■ Goal
Please copy out the data word for word, starting at its first line and ending with the line that contains "<point>323,283</point>", and include both of those lines. Leave the pictures out of your answer.

(Image point annotation data)
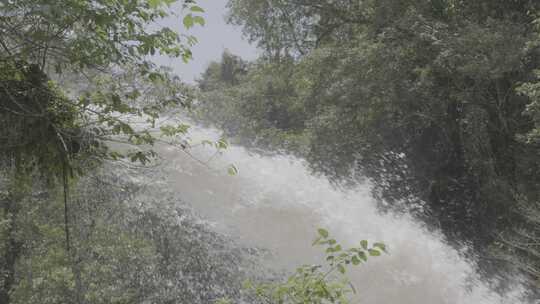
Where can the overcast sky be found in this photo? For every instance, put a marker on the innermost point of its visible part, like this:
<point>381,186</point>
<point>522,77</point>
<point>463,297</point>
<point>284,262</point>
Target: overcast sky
<point>214,37</point>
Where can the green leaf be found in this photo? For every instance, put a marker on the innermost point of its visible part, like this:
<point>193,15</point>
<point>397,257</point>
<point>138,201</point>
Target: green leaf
<point>188,21</point>
<point>199,20</point>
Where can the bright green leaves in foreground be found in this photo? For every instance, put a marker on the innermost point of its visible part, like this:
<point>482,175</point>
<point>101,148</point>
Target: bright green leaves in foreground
<point>323,283</point>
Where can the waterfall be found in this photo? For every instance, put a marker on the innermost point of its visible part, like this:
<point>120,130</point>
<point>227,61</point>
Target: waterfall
<point>276,203</point>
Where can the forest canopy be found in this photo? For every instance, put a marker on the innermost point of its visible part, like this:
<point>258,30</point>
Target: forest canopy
<point>435,102</point>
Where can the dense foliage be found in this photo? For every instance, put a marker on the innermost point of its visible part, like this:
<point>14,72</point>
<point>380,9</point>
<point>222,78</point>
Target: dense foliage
<point>73,76</point>
<point>436,102</point>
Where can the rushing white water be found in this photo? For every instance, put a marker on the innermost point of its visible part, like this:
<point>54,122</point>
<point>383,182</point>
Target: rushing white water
<point>275,203</point>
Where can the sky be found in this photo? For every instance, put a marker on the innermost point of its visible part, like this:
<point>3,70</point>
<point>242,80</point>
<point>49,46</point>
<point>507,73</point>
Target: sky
<point>213,39</point>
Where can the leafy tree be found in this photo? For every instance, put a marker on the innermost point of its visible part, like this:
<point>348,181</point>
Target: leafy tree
<point>433,101</point>
<point>326,283</point>
<point>53,135</point>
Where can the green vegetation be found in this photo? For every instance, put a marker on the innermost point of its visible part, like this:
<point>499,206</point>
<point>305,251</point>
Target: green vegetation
<point>435,102</point>
<point>317,284</point>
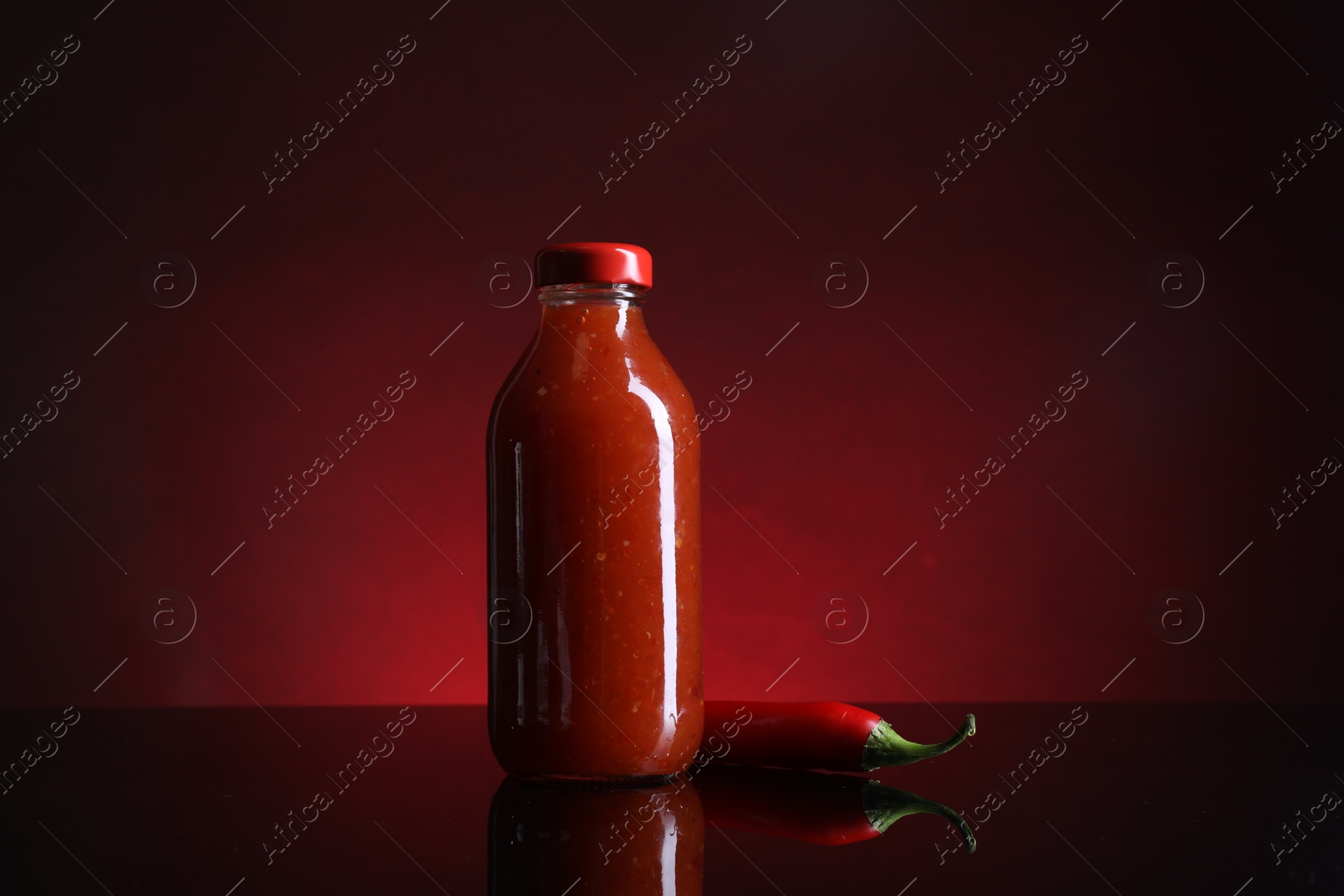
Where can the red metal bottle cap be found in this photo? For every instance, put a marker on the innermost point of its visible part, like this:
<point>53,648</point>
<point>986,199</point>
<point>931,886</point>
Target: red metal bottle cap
<point>595,264</point>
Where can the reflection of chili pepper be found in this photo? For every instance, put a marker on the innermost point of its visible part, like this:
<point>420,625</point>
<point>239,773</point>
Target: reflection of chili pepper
<point>817,735</point>
<point>806,805</point>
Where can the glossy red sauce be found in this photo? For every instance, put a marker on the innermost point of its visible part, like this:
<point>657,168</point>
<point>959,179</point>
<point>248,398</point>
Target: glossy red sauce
<point>595,550</point>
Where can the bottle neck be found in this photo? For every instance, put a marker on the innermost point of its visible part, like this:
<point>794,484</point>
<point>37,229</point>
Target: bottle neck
<point>584,312</point>
<point>570,293</point>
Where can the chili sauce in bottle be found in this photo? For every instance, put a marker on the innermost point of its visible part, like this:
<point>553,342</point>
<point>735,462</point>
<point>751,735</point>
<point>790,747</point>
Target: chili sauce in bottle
<point>593,479</point>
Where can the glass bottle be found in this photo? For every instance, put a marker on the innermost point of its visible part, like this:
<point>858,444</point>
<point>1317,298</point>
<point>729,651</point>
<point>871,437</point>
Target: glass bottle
<point>593,473</point>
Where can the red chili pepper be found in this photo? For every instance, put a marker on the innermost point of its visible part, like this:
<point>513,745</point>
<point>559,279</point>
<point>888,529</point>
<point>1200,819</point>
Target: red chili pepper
<point>822,809</point>
<point>815,735</point>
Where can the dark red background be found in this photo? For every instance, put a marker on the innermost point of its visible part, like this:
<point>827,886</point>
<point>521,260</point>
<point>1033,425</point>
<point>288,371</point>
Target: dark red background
<point>1005,284</point>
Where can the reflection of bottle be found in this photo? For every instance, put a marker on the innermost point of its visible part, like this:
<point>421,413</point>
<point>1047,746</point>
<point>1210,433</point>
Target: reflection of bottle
<point>546,836</point>
<point>593,474</point>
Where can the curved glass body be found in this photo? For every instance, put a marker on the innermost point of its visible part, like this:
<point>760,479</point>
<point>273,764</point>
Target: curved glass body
<point>593,469</point>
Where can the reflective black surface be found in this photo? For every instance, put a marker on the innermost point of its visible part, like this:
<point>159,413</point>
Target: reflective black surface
<point>1136,799</point>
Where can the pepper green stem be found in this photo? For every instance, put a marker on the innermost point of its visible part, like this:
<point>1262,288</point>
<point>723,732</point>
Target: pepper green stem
<point>886,805</point>
<point>886,747</point>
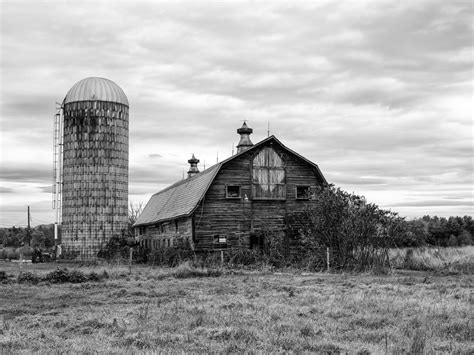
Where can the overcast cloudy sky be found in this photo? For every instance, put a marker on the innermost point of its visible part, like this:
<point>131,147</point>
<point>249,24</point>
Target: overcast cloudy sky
<point>378,93</point>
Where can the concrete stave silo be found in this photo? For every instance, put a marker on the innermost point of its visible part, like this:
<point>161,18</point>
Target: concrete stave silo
<point>94,166</point>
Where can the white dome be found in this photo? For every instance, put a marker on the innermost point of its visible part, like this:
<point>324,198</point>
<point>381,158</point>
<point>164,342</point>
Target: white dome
<point>96,89</point>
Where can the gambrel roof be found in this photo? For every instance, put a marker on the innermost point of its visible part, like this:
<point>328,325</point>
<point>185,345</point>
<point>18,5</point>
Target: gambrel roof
<point>183,197</point>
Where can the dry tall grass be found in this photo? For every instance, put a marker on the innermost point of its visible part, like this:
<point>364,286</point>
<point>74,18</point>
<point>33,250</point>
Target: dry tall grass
<point>170,310</point>
<point>435,259</point>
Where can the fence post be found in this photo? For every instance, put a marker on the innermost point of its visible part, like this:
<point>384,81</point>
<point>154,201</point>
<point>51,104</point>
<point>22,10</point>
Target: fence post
<point>327,257</point>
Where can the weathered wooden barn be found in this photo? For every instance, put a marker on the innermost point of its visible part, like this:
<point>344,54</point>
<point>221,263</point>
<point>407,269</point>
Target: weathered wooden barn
<point>231,203</point>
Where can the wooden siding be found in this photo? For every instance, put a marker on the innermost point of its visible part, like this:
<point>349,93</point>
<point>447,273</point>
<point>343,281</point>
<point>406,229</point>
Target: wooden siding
<point>236,219</point>
<point>161,235</point>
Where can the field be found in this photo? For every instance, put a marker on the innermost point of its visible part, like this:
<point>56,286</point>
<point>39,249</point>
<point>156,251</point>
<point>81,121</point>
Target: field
<point>175,310</point>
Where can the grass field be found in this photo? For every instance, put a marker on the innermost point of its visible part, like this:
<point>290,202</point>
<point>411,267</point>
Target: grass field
<point>165,310</point>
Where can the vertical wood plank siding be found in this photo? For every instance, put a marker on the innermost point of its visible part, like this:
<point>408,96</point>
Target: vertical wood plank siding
<point>235,218</point>
<point>95,175</point>
<point>156,236</point>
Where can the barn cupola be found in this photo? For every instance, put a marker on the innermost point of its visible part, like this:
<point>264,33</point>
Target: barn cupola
<point>245,142</point>
<point>193,169</point>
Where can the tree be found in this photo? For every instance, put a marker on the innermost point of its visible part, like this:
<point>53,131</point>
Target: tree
<point>357,233</point>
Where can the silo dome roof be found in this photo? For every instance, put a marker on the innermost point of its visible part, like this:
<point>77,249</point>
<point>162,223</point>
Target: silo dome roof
<point>96,89</point>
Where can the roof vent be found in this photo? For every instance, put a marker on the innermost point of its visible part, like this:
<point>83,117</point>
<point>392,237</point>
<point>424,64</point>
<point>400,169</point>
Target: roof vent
<point>245,142</point>
<point>193,169</point>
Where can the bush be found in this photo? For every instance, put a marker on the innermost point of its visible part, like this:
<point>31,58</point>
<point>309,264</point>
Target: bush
<point>358,234</point>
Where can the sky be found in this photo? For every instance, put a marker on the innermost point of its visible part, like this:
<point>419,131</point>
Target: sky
<point>378,93</point>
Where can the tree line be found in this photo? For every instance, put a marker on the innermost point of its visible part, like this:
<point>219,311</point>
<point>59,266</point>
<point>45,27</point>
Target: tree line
<point>41,236</point>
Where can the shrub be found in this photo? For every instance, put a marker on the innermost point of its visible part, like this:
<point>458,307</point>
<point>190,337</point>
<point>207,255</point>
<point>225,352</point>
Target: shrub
<point>357,234</point>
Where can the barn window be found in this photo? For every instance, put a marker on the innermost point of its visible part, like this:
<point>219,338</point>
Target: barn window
<point>303,192</point>
<point>232,191</point>
<point>268,176</point>
<point>220,242</point>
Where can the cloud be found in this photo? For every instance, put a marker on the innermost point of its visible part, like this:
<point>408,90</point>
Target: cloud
<point>6,190</point>
<point>155,156</point>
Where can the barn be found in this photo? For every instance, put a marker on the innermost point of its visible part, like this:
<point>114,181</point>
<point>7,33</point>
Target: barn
<point>232,203</point>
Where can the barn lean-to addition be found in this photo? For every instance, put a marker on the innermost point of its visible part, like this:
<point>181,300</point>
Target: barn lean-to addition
<point>231,203</point>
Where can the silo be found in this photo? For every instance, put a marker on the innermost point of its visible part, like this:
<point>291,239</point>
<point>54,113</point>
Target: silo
<point>95,166</point>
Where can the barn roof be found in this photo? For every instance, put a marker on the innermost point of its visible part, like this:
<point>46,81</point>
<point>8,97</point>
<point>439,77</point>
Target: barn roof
<point>183,197</point>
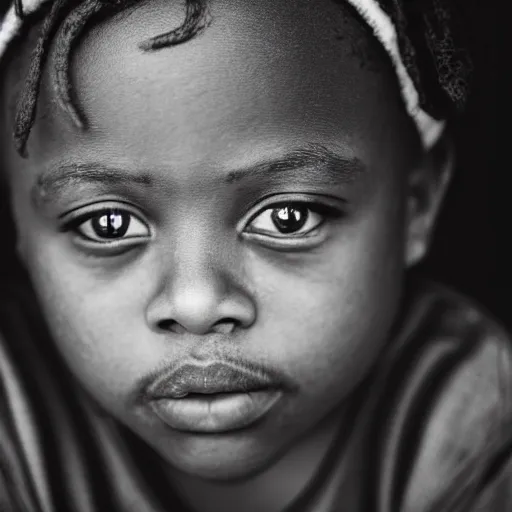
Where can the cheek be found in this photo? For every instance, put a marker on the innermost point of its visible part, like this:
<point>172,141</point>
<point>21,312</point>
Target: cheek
<point>334,309</point>
<point>97,319</point>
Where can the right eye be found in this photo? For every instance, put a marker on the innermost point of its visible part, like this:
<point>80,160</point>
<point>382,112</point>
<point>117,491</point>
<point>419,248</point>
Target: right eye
<point>110,225</point>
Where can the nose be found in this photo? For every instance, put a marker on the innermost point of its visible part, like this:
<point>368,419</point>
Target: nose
<point>201,294</point>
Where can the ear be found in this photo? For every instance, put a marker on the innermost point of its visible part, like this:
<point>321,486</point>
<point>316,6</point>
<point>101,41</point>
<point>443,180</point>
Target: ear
<point>427,184</point>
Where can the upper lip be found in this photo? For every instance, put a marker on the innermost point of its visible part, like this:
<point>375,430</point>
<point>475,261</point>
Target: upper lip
<point>214,377</point>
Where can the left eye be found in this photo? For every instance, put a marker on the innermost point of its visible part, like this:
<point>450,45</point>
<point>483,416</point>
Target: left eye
<point>286,219</point>
<point>111,224</point>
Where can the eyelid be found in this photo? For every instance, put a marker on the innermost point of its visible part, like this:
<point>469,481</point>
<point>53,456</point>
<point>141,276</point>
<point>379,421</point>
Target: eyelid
<point>105,247</point>
<point>84,212</point>
<point>329,205</point>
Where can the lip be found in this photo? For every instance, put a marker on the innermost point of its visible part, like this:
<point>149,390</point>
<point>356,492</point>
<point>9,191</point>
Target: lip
<point>216,397</point>
<point>215,413</point>
<point>216,377</point>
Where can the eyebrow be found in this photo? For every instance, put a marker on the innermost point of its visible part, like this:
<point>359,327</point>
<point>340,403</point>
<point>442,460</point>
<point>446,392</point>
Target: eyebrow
<point>313,163</point>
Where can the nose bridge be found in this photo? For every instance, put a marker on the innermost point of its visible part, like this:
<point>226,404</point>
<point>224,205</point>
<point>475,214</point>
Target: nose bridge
<point>203,284</point>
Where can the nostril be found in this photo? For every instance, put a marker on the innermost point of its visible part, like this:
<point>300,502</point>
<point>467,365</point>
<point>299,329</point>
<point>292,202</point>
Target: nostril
<point>173,326</point>
<point>225,326</point>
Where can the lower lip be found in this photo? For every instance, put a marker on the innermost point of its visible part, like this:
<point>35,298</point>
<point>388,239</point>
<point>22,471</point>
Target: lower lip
<point>216,413</point>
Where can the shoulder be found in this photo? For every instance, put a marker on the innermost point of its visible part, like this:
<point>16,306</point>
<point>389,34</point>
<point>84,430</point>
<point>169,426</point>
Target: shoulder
<point>456,400</point>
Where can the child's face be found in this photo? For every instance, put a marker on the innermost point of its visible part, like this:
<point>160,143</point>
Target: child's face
<point>276,103</point>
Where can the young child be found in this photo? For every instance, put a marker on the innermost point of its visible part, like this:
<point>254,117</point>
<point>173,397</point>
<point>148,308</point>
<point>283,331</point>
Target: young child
<point>216,205</point>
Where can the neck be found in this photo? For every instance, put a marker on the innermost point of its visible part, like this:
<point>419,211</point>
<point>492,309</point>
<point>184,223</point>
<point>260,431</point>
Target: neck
<point>273,489</point>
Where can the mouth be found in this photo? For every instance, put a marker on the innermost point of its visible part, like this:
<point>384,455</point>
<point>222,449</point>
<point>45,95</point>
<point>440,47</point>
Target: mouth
<point>214,398</point>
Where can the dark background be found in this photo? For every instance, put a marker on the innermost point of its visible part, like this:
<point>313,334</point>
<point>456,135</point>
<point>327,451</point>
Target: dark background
<point>470,248</point>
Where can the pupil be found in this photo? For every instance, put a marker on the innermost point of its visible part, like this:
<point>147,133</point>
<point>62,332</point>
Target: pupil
<point>111,224</point>
<point>289,219</point>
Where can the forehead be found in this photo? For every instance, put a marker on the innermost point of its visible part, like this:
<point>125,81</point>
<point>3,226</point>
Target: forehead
<point>261,74</point>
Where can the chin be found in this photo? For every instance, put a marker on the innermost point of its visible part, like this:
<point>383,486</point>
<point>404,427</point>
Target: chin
<point>219,459</point>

■ In response
Where can the overcast sky be found in this photo? For every instance, put a marker on the innermost point of its visible part, like this:
<point>381,186</point>
<point>522,77</point>
<point>463,297</point>
<point>284,262</point>
Target: overcast sky
<point>214,37</point>
Where can the green leaf be found in this photo? For every instance, put a marker on the innermost point of its visible part, like this:
<point>193,15</point>
<point>397,257</point>
<point>138,201</point>
Target: green leaf
<point>188,21</point>
<point>199,20</point>
Where can the bright green leaves in foreground be found in this photo? For every instance, put a marker on the innermost point of its visible part, like this:
<point>482,175</point>
<point>101,148</point>
Target: bright green leaves in foreground
<point>323,283</point>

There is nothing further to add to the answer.